_Task to complete_. Copy out the data below verbatim.

^^^^

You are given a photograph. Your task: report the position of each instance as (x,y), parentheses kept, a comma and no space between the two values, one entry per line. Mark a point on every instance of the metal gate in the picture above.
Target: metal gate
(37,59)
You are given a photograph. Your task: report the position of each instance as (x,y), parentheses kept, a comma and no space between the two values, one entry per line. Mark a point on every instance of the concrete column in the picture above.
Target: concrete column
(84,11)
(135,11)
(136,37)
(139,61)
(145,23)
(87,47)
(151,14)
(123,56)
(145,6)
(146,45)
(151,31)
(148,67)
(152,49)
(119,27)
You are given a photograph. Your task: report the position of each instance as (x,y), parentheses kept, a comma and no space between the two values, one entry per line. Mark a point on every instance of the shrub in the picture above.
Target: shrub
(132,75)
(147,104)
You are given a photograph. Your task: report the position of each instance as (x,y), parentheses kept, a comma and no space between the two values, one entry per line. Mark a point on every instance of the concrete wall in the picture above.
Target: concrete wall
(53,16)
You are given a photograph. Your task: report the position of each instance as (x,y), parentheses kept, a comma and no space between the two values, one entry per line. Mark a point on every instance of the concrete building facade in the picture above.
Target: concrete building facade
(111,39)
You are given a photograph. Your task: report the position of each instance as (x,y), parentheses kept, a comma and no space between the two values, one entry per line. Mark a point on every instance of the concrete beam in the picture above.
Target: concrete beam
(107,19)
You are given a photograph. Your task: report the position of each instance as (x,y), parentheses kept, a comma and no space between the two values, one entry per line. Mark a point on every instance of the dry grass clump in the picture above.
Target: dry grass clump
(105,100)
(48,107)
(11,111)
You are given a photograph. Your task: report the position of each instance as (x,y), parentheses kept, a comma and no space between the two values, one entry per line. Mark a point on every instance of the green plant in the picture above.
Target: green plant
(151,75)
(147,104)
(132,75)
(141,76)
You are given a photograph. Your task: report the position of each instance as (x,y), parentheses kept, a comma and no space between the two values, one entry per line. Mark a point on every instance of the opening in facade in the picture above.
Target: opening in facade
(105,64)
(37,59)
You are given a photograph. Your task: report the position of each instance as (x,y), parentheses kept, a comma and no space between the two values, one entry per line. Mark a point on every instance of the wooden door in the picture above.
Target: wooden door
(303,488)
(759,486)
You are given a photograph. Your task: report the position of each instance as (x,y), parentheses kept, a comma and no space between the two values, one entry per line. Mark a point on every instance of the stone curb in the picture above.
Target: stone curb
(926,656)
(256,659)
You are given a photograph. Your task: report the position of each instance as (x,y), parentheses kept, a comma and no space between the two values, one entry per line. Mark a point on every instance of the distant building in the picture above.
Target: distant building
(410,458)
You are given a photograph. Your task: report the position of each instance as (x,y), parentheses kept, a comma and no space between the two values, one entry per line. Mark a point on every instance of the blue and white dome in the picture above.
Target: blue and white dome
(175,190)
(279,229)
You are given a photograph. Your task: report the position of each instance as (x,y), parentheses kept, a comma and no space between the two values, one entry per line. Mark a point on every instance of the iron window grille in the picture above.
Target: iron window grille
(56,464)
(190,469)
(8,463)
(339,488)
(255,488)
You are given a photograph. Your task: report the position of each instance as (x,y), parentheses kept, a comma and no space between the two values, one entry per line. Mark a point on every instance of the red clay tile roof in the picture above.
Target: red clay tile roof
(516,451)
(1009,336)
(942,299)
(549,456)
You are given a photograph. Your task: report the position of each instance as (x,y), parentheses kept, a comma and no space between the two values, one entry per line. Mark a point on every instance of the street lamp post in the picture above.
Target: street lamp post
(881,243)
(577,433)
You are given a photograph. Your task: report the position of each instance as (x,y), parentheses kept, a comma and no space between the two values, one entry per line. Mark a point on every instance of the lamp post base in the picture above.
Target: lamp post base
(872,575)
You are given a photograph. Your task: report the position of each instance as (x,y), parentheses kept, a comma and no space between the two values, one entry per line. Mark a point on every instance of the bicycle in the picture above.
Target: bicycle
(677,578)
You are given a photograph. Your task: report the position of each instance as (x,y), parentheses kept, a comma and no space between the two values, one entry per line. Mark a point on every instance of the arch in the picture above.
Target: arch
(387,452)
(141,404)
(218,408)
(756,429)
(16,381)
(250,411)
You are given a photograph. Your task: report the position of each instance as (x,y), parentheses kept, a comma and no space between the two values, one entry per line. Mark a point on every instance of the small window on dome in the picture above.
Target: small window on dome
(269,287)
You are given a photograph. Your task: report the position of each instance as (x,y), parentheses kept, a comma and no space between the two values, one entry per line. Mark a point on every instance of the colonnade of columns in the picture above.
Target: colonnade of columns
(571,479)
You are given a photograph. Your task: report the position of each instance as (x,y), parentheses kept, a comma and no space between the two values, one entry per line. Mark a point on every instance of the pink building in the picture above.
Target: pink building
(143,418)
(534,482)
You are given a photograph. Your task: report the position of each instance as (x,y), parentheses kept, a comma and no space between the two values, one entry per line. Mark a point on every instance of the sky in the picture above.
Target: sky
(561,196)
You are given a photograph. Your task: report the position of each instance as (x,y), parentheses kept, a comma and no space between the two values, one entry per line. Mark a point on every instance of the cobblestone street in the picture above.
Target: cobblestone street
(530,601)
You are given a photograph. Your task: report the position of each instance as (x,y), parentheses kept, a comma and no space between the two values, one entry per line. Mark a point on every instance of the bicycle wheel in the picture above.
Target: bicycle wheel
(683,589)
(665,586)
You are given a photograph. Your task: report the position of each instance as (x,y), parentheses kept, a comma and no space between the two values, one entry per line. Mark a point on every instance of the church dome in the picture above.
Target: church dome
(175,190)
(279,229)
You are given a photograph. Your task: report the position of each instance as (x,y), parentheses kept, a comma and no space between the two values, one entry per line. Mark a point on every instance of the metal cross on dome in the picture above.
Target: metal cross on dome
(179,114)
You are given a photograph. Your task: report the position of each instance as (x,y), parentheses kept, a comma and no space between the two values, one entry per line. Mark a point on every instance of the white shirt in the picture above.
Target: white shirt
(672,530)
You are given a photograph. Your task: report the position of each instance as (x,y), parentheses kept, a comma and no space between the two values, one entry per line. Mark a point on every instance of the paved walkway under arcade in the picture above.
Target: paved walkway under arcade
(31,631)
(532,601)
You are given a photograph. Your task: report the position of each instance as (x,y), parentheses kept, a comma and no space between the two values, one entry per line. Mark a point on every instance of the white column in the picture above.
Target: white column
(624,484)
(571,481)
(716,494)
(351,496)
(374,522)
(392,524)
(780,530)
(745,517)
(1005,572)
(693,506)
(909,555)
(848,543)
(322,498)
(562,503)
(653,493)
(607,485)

^^^^

_Exercise result_.
You are given a photograph. Your task: report the position of each instance as (x,y), parentheses kept, a comma and no space between the two values, one entry per line. Mark a point on every instance of the metal gate in the picture above.
Target: metal gate
(37,59)
You are given a photograph. Your task: report the position of each instance as (x,y), parentheses kept, a comma and no space between the two values, one entry per line. Mark a point on every instance of the concrete column in the picture above.
Target: concrete column
(84,11)
(135,11)
(136,37)
(139,61)
(145,23)
(87,47)
(151,14)
(123,56)
(145,6)
(146,45)
(151,31)
(148,67)
(152,49)
(119,27)
You are given a photograph. Your task: report the position of each instance as (x,y), parentheses kept, a comma and no space between the two values, one entry per line. Mark a point on every instance of the shrub in the picture above.
Target: shrub
(132,75)
(147,104)
You are given a photograph. Your task: report the position of each instance as (x,y), parentheses kept, a comma and no space between the two values, one entry per line. Mark a point on every instance of the concrete wall in the picture above.
Target: concrete wall
(53,16)
You are given a photograph. Your task: report the position of each instance as (x,y), parentheses kept, a comma and no space between the two values, one entry per line. Mark a point on every instance of the concrete building facade in the picture above.
Target: concrete building facade
(111,39)
You are given a photograph. Your task: report the position of each instance as (x,y), parentheses kept, a comma and no space between the two values, one entry per line. Mark a point on every instance of the concrete beam in the picture above.
Target: concrete beam
(107,19)
You are given a photograph. Your task: report the position of each instance as (x,y), parentheses kept, a comma and no space between the two values, one entry per line. Mark a point on every instance of the dry grass clump in the picture above.
Target: dry grass clump
(105,100)
(48,107)
(11,111)
You are given a photograph. Your task: report the position of each instance as (x,y), parentheses kept, a comma and no space between the two values, one entry per line. Mark a point on every instance of the green plant in the picture above.
Target: green plant
(151,75)
(147,104)
(132,75)
(141,76)
You are given a photograph. Your task: report the position of each instance as (x,y), parentheses kept, a comma and no space between the two values, one entry per line. Mark a point on every instance of the opening in facade in the picture above.
Target: opening in facade
(105,64)
(37,59)
You are given a photograph. Your task: report the position of each instance as (x,y), parentheses kept, a comma and no space between the two values, one entry per line. Mark a point on every instance of the wooden door in the picture above.
Target: wooden door
(303,488)
(759,486)
You are given a photograph. Your task: report the position of each instance as (x,y), parentheses kept, a comma and no space between the two values, one entry per line. Mark a point on every instance of the stone curb in the picture above.
Target: stone curb
(926,656)
(256,659)
You are given a photograph. Your task: report the position of each instance as (x,y), parentheses kept, a comma and no space between the two values, one entry per line. Mark a point on every instance of the distant building in the picture above.
Target: distant building
(410,458)
You are given a photograph. Your task: report the position of each instance as (x,y), parentheses kept, a comma and no space between the two values, one entry per line. Mark a point on every instance of the blue and white dome in the picture above.
Target: blue and white dome
(175,190)
(279,229)
You are given a photograph. Your task: report the position of each instance as (x,y), parentheses kept, a comma and no space between the two values, one entry per line. Mark a point on every instance of the iron window grille in the picture above.
Target: iron window grille
(56,464)
(190,469)
(8,463)
(339,488)
(255,488)
You are given a photograph. Your task: report the position of each instance as (x,y), parentheses kept, a comma and no space between the two values, one entry per line. Mark a point on every instance of the red clay tile roof in the picture above.
Target: red clay tile roof
(516,451)
(1009,336)
(942,299)
(549,456)
You are given a photograph. Your task: report the position of each instance as (x,y), parentheses kept, a comma and no space between the two values, one entry per line. Mark a point on every instance of the street lamp post in the picture above.
Target: street lamp post
(881,243)
(577,433)
You are given a photograph. Your task: report the position of each instance as (x,y), parentheses kept, a comma and no space between the two values, one entry per line. Mark a point on every instance of the lamp post base in the picture above.
Target: lamp post base
(872,575)
You are given a photograph. Your task: report the position of each instance as (x,y), parentheses kept, a comma and no space between the two values, one entry per line. Mark a point on every instance of the bicycle in the picture above.
Target: bicycle
(677,578)
You are given a photograph. Your task: report the position of each instance as (x,y), parentheses kept, a comma and no space between the two values, one entry per line. Mark a point on every instance of the arch in the picture above.
Target: arch
(387,452)
(141,404)
(218,408)
(756,429)
(16,381)
(250,411)
You are given a photograph. Your task: report the position of each instance as (x,y), parentheses kept, a comma and no space between the two values, one entry per line. Mark a point on every instance of the small window on dome in the picture above.
Target: small window on dome
(269,287)
You are given a photograph. Your task: report the position of each instance as (x,y), parentheses kept, a comma and no space between the two values, one entry per line. Mark a point on every instance of the colonnade of columns in the picture above.
Target: colonnade of columns
(571,479)
You are given a photograph. Your task: report the position of each instance as (x,y), parentheses kept, a comma and no space between the two values, one entry per line. Mark a point on every instance of the pink building in the picture above.
Target: pink building
(143,418)
(534,482)
You are given a photograph. Your task: report the position of each instance as (x,y), parentheses kept, a comma and no space between the two values, one entry per line. Mark a point on every instance of the sky in the picture above.
Target: sky
(561,196)
You are given a photograph. Your task: report the position of each instance as (x,y), parentheses kept, a comma and no space between the two values, one entry per line. Mark a point on every instance of the cobblestone street in the picture above.
Target: cobblestone street
(530,601)
You are given a photograph. Your task: report the position of each instance as (x,y), parentheses kept, a comma and no space between the two values, one entry per line. Mark a point on every instance of the bicycle wheel in the picture above.
Target: bicycle wheel
(683,589)
(665,586)
You are given a photograph. Your task: report the position of each instance as (x,y), parentheses kept, a comma and no space between the two values, one entry per line. Mark a point on every instance of the church dome in the picture above.
Target: church dome
(175,190)
(279,229)
You are given a photograph. Your task: report the position of each instance as (x,y), parentheses kept, a comma and no space between the two values, one entry per line. Mark a point on every instance of the metal cross on dome in the picture above.
Target: metal cross on dome
(179,114)
You are given a photograph. Your task: report the position of each instance as (x,y), parentheses kept, a comma and no space between the two values, one entry per line. Mark a point on every instance of the white shirt in the picture above.
Target: white shirt
(672,530)
You are given a photograph. Your task: report the position of each instance as (x,y), parentheses kept, a comma and no space between the two values, one entry per line. Mark a point on every instance of the paved walkway under arcade in the picture above.
Target: paved walkway under arcade
(31,631)
(532,601)
You are given a photograph. Your task: report the position of each instance as (x,y), parentheses kept, a comma and no space between the two values, one entry per line. Mark a point on every instance of the white column in the picture above.
Target: white column
(624,484)
(571,481)
(716,494)
(351,496)
(374,522)
(392,524)
(780,530)
(745,517)
(1005,572)
(693,506)
(909,555)
(848,543)
(322,498)
(562,503)
(653,493)
(607,485)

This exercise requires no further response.